— begin —

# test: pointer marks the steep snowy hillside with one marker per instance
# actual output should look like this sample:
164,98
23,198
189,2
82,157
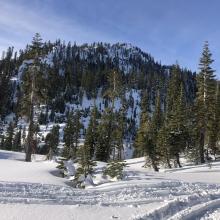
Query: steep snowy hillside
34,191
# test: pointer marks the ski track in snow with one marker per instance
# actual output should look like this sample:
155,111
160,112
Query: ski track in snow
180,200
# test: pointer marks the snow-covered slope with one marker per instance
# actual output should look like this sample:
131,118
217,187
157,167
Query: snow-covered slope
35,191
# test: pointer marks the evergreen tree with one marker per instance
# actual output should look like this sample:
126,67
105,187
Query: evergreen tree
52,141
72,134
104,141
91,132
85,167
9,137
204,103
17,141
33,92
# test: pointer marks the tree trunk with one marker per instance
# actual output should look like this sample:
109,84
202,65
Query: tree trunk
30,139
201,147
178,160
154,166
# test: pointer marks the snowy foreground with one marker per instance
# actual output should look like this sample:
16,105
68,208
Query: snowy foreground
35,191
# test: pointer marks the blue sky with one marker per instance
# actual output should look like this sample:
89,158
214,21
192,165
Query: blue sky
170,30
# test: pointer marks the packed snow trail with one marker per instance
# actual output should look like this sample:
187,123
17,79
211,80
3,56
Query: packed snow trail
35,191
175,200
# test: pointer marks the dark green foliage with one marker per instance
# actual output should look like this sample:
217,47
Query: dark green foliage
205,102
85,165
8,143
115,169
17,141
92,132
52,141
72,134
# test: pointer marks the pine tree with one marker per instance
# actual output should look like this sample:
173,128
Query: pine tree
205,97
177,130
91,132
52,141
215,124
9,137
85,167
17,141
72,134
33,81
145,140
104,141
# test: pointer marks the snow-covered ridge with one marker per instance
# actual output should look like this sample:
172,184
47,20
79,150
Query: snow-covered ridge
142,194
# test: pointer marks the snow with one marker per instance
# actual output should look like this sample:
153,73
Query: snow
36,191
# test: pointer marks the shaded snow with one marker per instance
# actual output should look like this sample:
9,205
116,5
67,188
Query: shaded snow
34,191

— end —
— begin —

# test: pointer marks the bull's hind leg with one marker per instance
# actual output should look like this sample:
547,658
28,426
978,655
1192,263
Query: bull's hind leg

— end —

Task goal: Pick out every line in the listing above that contains the string "evergreen", matching case exactly.

Answer:
# test: pointer marks the evergreen tree with one marker per instance
Query: evergreen tree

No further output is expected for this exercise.